[VORLIEGENDER TEXT]
Geplante Streichung der Haushaltsmittel im Bereich der freien Straffälligenhilfe lässt Rückschritte bei Wiedereingliederungsmaßnahmen in nordrheinwestfälischen Vollzugseinrichtungen befürchten.

Der Rehabilitierung und Resozialisierung von Personen wird in unserem Rechtsstaat eine besondere Bedeutung zugesprochen. Im Strafvollzugsgesetz ist festgelegt, dass Inhaftierte im Vollzug der Freiheitsstrafe befähigt werden sollen, künftig in sozialer Verantwortung ein Leben ohne Straftaten zu führen.

Um das Ziel des Freiheitsentzuges erreichen zu können, sind geeignete Behandlungsmaßnahmen maßgeblich und vorzusehen. Dazu heißt es in § 3 des Strafvollzugsgesetz wie folgt:

„§ 3 Behandlungsvollzug

(1) Grundlage der Erreichung des Vollzugsziels ist die Behandlung der Gefangenen. Die Behandlungsmaßnahmen sind auf die Fähigkeiten und die Entwicklung der einzelnen Gefangenen während der Haft auszurichten. Die Behandlung und die ihr zugrunde liegende Diagnostik haben wissenschaftlichen Erkenntnissen zu genügen. Die angebotenen und durchgeführten Maßnahmen und ihre Ergebnisse sind zu dokumentieren.

(2) Die Behandlung berücksichtigt den individuellen Förderbedarf der Gefangenen und umfasst namentlich Maßnahmen zum Erwerb sozialer Kompetenzen, therapeutische Angebote, schulische Förderung, die Vermittlung beruflicher Fähigkeiten und Qualifikationen, Motivations- und Beratungsangebote für Suchtkranke sowie Schuldnerberatung.

(3) Den Gefangenen soll ermöglicht werden, schulische und berufliche Qualifizierungsmaßnahmen sowie therapeutische und suchtbezogene Maßnahmen während des Vollzuges der Freiheitsstrafe abzuschließen oder nach der Entlassung fortzusetzen. Geeignete Fördermaßnahmen öffentlicher Stellen, freier Träger sowie anderer Organisationen und Personen außerhalb des Vollzuges sind frühzeitig in die Vollzugsplanung und die Behandlung einzubeziehen.“

vielfältige Behandlungsmaßnahmen werden vorgehalten

Um das Vollzugsziel zu erreichen, hält der Vollzug vielfältige interne Behandlungsmaßnahmen in Einzel- sowie Gruppensettings bereit, die zur Verbesserung von Sozial- und Legalprognosen führen und so die Chancen der Inhaftierten auf ein straffreies Leben nach Entlassung erhöhen.

[VERSTÄNDNIS PRÜFEN]
A: In welchem Paragraphen des Strafvollzugsgesetzes ist laut dem Text zur Straffälligenhilfe der Behandlungsvollzug geregelt?
B: Schreibe den Text zur Straffälligenhilfe im Anschluss an seinen letzten Satz weiter.

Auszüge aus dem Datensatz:
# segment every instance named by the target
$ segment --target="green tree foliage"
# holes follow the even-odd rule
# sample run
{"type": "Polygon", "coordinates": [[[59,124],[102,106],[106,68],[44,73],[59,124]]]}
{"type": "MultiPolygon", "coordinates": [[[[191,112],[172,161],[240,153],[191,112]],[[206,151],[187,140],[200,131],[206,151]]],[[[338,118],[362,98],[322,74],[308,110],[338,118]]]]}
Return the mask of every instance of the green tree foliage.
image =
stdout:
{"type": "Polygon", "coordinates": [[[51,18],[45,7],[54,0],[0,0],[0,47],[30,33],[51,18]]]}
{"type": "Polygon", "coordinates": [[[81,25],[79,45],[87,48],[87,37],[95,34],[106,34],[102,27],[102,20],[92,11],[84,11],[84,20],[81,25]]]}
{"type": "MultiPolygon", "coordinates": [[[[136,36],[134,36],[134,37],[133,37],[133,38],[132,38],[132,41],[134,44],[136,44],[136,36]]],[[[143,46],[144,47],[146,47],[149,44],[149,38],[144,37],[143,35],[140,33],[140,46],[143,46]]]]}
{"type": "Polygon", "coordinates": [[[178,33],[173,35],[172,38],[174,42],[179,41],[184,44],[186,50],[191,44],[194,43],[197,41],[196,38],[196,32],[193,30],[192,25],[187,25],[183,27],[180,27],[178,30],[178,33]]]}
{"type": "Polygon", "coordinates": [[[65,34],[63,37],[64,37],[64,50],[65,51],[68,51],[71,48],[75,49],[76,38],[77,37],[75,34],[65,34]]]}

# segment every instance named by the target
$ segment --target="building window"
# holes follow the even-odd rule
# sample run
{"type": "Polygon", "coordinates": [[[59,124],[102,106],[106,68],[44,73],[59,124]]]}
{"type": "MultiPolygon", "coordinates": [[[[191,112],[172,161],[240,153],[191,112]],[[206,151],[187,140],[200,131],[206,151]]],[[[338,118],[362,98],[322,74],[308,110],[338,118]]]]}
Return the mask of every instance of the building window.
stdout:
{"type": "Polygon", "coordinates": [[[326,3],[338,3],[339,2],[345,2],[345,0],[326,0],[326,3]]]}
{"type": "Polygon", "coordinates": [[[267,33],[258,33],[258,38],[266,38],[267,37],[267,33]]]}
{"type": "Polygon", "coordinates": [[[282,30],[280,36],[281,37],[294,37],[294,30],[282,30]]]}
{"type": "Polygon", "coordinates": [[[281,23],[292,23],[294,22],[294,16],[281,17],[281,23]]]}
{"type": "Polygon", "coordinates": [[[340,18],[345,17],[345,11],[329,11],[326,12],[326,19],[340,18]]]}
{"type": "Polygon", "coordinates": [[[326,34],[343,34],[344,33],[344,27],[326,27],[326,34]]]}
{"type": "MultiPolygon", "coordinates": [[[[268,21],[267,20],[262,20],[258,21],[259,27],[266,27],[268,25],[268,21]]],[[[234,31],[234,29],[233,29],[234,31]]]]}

--

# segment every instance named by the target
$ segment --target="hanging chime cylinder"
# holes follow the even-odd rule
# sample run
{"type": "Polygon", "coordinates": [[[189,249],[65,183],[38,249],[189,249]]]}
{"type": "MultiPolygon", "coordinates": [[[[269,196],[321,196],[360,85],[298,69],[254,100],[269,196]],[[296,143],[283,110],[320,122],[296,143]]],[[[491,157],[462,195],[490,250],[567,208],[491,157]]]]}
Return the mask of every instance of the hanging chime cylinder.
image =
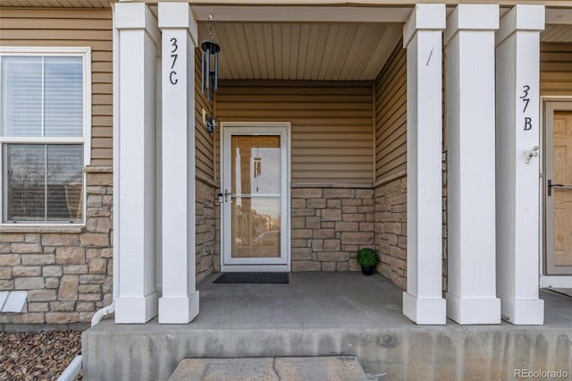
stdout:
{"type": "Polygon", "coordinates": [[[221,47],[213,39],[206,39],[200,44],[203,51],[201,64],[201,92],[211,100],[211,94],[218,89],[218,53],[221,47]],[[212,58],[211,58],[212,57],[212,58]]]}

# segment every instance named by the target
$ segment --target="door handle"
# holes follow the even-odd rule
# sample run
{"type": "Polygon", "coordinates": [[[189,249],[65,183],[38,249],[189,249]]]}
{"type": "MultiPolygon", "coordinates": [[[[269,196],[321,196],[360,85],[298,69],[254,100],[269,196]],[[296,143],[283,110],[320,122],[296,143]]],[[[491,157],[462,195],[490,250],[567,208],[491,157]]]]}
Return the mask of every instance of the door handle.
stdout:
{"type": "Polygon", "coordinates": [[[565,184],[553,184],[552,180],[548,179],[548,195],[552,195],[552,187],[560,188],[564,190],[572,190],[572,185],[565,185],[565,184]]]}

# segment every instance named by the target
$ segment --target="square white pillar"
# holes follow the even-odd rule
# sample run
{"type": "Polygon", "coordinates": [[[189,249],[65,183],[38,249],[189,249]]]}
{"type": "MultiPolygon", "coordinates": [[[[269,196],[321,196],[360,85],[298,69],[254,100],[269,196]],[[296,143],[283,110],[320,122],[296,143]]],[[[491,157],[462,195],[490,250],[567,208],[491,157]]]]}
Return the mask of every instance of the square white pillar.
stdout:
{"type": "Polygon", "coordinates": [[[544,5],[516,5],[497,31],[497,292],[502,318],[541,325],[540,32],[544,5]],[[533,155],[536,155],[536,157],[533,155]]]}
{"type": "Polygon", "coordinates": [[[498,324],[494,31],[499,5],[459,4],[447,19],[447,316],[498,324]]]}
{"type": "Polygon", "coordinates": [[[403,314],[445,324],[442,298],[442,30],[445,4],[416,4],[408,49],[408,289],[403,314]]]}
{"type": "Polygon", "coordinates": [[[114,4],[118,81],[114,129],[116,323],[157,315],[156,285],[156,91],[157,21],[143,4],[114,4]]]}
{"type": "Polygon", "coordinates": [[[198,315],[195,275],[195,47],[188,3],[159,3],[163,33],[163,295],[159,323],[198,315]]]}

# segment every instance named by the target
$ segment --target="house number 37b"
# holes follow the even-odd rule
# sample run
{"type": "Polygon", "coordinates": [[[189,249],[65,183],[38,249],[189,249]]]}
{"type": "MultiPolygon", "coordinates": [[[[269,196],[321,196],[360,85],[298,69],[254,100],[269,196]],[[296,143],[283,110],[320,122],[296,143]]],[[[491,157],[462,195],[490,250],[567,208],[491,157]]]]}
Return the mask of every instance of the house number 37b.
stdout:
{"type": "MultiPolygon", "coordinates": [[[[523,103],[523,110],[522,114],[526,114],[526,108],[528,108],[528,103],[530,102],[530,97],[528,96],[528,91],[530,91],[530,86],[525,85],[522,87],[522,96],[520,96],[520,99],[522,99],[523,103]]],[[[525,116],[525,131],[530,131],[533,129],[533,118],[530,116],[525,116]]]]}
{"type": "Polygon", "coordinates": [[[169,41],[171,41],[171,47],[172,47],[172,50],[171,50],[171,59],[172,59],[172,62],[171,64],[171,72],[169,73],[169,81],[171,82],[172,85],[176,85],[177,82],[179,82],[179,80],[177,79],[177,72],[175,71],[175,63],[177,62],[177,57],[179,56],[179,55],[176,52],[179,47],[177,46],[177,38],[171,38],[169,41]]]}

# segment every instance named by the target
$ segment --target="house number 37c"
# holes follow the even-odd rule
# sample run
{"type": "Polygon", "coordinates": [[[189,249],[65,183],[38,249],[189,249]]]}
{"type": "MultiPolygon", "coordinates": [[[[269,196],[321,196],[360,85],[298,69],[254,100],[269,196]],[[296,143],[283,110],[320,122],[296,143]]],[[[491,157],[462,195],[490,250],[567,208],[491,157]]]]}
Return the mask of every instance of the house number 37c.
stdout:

[LÖSUNGEN ZUR ÜBUNG]
A: In § 3 des Strafvollzugsgesetzes.

B:
Der gesetzlich verankerte Resozialisierungsauftrag bedeutet aber nicht nur für alle im Strafvollzug wirkenden Kräfte eine große Herausforderung, sondern braucht als gesamtgesellschaftliche Aufgabe auch externe Unterstützung.

Da kriminologische Studien zeigen, dass Rückfälle in kriminelle Verhaltensmuster meist in der ersten Zeit nach Haftentlassung zu erwarten stehen, sind Maßnahmen notwendig, die eine Sicherung der Ergebnisse von vollzuglichen Maßnahmen in der Zeit nach Haftentlassung sichern, damit künftige Opfer vermieden werden können.

Folgerichtig wurde vonseiten der politischen Entscheidungsträger daher vor drei Jahren das strukturierte Übergangsmanagement installiert, um eine effektive Vernetzung zwischen Strukturen innerhalb und außerhalb des Justizvollzuges zu fördern.

Gelingendes Übergangsmanagement ist ein Beitrag zum Opferschutz!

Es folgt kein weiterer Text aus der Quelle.